> Point-per-instance localization data
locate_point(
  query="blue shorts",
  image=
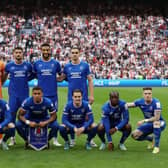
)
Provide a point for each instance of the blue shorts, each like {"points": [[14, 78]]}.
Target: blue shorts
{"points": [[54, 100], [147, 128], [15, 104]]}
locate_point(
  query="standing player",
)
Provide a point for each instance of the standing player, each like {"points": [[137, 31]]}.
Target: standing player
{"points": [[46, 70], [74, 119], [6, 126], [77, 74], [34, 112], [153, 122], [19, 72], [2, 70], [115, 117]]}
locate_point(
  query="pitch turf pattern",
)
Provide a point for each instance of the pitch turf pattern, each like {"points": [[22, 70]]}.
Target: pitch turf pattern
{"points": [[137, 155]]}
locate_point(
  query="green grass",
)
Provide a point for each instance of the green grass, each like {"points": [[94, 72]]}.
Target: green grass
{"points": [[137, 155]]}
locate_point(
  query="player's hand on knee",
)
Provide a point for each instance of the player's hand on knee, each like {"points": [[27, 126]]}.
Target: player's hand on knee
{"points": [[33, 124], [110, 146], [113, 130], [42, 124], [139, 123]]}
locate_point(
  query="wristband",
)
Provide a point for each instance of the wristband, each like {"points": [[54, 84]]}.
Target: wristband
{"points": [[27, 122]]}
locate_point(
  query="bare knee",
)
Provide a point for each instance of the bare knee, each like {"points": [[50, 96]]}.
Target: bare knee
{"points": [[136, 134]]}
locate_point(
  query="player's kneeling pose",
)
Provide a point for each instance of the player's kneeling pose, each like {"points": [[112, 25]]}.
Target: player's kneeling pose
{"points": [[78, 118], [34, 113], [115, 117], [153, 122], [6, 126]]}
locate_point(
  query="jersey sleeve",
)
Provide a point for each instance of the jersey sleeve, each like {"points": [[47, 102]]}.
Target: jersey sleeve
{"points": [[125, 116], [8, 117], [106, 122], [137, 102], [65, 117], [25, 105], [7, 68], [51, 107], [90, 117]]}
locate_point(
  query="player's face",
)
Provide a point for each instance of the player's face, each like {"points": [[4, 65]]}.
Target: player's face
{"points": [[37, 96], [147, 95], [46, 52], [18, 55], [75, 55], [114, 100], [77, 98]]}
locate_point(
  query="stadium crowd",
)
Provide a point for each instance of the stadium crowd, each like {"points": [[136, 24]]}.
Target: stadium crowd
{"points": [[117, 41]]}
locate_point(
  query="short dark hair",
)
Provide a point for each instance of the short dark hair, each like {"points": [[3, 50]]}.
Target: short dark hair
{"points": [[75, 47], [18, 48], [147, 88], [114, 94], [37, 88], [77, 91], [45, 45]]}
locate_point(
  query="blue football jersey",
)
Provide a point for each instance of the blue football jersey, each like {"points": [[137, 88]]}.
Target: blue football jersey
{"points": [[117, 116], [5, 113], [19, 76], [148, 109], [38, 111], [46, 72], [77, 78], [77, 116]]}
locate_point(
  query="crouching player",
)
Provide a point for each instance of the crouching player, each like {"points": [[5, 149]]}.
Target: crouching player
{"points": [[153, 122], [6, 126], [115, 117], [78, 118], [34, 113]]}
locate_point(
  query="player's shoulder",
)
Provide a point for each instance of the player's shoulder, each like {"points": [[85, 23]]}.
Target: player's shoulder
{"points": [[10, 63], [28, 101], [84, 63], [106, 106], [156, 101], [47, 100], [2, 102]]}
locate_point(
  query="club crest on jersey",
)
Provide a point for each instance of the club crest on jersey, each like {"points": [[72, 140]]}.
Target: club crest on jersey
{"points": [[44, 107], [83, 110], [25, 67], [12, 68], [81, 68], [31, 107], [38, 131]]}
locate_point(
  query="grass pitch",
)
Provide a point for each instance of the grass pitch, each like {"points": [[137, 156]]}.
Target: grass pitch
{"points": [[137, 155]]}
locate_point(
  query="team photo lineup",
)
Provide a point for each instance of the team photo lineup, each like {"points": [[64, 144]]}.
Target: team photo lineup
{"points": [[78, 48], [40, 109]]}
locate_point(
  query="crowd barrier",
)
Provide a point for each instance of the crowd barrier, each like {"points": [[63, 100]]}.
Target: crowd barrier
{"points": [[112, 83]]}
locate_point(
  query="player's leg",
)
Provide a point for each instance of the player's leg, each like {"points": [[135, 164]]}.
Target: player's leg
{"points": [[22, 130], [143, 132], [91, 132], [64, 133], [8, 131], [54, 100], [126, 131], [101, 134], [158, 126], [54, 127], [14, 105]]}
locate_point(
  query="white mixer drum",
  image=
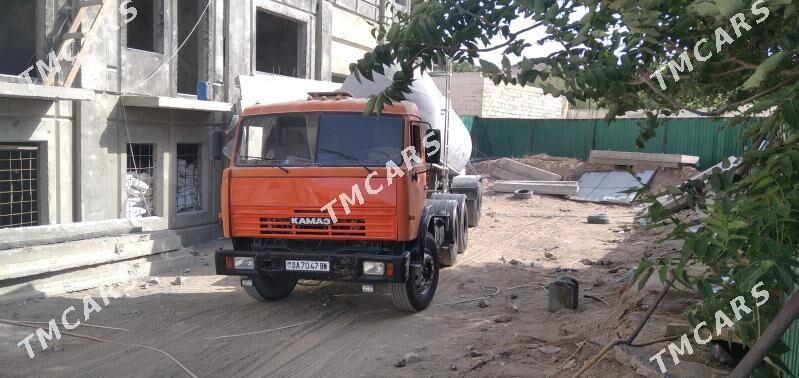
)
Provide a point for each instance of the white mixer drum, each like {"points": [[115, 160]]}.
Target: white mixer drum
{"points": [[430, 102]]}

> What the task requires
Leave the pictures aside and give every entry above again word for word.

> Task solution
locate_point(
  query="blue shorts",
  image=
)
Provide a point for each instance of the blue shorts, each like {"points": [[14, 78]]}.
Target: blue shorts
{"points": [[54, 100], [147, 128], [15, 104]]}
locate_point(
  query="standing player",
)
Provide a point for each instance of the standing player, each like {"points": [[137, 31]]}.
Target: standing player
{"points": [[46, 70], [74, 119], [6, 126], [77, 74], [34, 112], [153, 122], [19, 72], [2, 70], [115, 117]]}
locate_point(
  query="pitch turf pattern",
)
Provide a point for each instance of the pitch turf pattern, each like {"points": [[22, 70]]}.
Target: pitch turf pattern
{"points": [[137, 155]]}
locate_point(
  query="green grass",
)
Provide a point for each instance of the green grass, each like {"points": [[94, 72]]}.
Target: green grass
{"points": [[137, 155]]}
locate_point(
  query="player's hand on knee",
)
Provide a point for each instance of the player's hand on knee, each like {"points": [[27, 126]]}.
Target: player's hand on knee
{"points": [[33, 124], [110, 146], [113, 130], [42, 124], [139, 123]]}
locate_point(
  query="wristband",
)
Provide a point for each instance of the wristband, each like {"points": [[54, 84]]}.
Target: wristband
{"points": [[27, 122]]}
locate_point(
  query="bare knee",
)
Provide a point for each instance of the bare knee, each like {"points": [[50, 96]]}.
Target: bare knee
{"points": [[136, 134]]}
locate_point(
  query="player's kneeling pose",
)
Provide a point for each instance of the player's kneeling pose, each like {"points": [[112, 25]]}.
Target: player's kneeling pose
{"points": [[78, 118], [34, 113], [115, 117], [153, 122], [6, 126]]}
locate_point(
  query="jersey sleeve",
)
Provide a point for each instance of the jersey sleeve, each like {"points": [[47, 102]]}.
Target: jersey sleeve
{"points": [[125, 116], [8, 117], [106, 122], [137, 102], [65, 117], [25, 105], [7, 68], [51, 107], [90, 117]]}
locate_point(
  query="player's face",
)
Provide a point for each instance of the player's face, each like {"points": [[4, 65]]}.
Target: player's face
{"points": [[37, 96], [147, 95], [46, 52], [18, 55], [75, 55], [114, 100], [77, 98]]}
locate_point(
  query="stadium crowd",
)
Provide a point for each instance of the stadium crowd, each like {"points": [[136, 24]]}.
Target: stadium crowd
{"points": [[117, 41]]}
locate_point(
  query="short dark hair",
)
Provide a point for each instance of the short dark hair, each like {"points": [[3, 50]]}.
Target: short dark hair
{"points": [[75, 47], [18, 48], [147, 88], [114, 94], [37, 88], [77, 91], [45, 45]]}
locate_point(
  query="blue football jersey",
)
Provide a point for each instance of the blue football jersey, each like {"points": [[137, 88]]}.
Target: blue football jersey
{"points": [[117, 116], [5, 113], [19, 76], [148, 109], [38, 111], [46, 72], [77, 78], [77, 116]]}
locate_point(
  query="crouching player",
)
Provide a point for each instance of the crouching player, each like {"points": [[5, 149]]}.
Target: crouching player
{"points": [[153, 122], [6, 126], [115, 117], [78, 118], [34, 113]]}
locate_point(
  query="player's shoulder",
)
Provide a point for each instance of the player's shoulder, each like {"points": [[85, 23]]}.
Target: player's shoulder
{"points": [[10, 63], [28, 101], [84, 63], [106, 106], [156, 101], [47, 100], [2, 102]]}
locate_point(
  query="club crest on jersey",
)
Provide a point for each instance of the club crest on jersey, each like {"points": [[72, 140]]}.
Target: club crest on jersey
{"points": [[44, 107], [83, 110], [25, 67], [12, 68], [81, 68], [31, 107], [38, 131]]}
locate_point(
  query="grass pitch",
)
Provide a point for each instance of the grass pitch, each like {"points": [[137, 156]]}.
Target: grass pitch
{"points": [[137, 155]]}
locate_point(
  query="team photo lineup",
)
Provide a point for each instance of the team photo lineup, each like {"points": [[64, 144]]}.
Target: team photo lineup
{"points": [[78, 48], [40, 109]]}
locate_point(
  query="crowd barrier",
)
Provide a point for each instance of the crowd barrier, each like {"points": [[63, 100]]}.
Target: crowd barrier
{"points": [[112, 83]]}
locate_point(
  query="player's leg",
)
Provide a point for each instance of the player's leg, each like {"points": [[135, 164]]}.
Target: player's leg
{"points": [[22, 130], [143, 132], [91, 132], [64, 133], [8, 131], [54, 100], [126, 131], [101, 134], [158, 126], [54, 127], [14, 105]]}
locate_point(
  query="white mixer drum",
  image=
)
Provide a point for each instance of the white mixer drum, each like {"points": [[115, 160]]}.
Target: white mixer drum
{"points": [[430, 102]]}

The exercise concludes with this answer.